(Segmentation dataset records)

========================

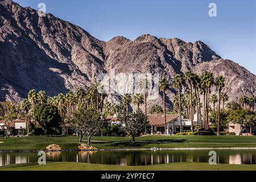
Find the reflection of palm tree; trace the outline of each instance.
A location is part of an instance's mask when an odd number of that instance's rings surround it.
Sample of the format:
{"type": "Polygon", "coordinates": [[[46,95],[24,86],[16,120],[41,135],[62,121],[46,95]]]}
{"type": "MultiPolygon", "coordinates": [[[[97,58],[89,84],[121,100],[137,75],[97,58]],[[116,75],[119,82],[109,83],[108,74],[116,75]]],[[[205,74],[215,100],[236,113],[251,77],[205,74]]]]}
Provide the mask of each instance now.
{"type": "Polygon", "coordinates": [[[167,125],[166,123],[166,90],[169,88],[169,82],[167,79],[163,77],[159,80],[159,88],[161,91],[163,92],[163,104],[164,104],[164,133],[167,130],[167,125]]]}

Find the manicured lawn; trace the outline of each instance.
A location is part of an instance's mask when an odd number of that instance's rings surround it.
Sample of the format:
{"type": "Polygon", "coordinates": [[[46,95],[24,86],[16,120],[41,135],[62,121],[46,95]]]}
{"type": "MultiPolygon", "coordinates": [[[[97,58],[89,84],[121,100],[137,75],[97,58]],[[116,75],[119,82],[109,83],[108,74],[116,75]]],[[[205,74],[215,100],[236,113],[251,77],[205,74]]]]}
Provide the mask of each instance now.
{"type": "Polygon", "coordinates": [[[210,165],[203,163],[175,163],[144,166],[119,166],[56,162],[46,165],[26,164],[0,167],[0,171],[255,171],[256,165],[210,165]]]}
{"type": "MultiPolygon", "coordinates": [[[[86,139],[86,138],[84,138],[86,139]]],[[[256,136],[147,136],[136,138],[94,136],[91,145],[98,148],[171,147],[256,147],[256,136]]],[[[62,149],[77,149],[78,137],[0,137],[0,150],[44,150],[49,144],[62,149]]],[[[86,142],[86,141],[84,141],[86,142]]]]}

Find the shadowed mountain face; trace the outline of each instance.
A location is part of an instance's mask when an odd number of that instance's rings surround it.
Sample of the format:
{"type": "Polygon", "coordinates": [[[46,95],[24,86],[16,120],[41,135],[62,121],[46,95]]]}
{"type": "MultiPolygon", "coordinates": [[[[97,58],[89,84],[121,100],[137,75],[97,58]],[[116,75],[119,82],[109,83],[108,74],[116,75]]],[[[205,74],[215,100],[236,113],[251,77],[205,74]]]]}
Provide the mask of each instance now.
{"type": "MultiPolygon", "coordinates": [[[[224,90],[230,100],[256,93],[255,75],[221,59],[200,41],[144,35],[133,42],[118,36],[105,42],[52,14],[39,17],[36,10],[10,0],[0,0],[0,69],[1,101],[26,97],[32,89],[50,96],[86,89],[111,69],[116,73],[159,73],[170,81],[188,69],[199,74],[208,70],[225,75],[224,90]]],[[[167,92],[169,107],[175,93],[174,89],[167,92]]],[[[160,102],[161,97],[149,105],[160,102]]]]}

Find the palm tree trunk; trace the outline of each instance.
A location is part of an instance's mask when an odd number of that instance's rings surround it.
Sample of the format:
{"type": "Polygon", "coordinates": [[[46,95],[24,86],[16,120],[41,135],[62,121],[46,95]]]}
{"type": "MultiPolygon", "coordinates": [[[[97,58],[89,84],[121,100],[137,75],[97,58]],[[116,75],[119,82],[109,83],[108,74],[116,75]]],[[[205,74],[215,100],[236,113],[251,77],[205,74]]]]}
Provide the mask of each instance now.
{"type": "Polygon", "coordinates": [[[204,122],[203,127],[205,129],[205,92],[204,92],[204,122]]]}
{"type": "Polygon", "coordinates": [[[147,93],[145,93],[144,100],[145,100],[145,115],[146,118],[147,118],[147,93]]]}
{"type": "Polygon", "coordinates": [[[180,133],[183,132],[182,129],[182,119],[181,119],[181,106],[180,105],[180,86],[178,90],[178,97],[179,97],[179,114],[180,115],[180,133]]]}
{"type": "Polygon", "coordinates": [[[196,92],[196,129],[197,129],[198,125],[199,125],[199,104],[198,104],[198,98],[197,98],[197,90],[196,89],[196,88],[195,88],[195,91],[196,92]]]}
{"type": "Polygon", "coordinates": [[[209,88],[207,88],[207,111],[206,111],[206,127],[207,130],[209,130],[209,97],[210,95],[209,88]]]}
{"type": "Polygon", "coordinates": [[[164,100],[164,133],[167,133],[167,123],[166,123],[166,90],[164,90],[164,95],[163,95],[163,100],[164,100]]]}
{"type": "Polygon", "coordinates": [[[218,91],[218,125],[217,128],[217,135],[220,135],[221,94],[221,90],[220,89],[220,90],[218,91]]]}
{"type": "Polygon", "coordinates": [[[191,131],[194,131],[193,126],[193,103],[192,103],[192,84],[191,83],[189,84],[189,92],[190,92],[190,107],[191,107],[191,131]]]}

========================

# PROBLEM STATEMENT:
Show every line of the entries above that contains the word "trace", each copied in full.

# TASK ANSWER:
Find the reflection of palm tree; trace the outline of each instance.
Find the manicured lawn; trace the outline of each instance.
Find the shadowed mountain face; trace the outline of each instance.
Find the palm tree trunk; trace the outline of each instance.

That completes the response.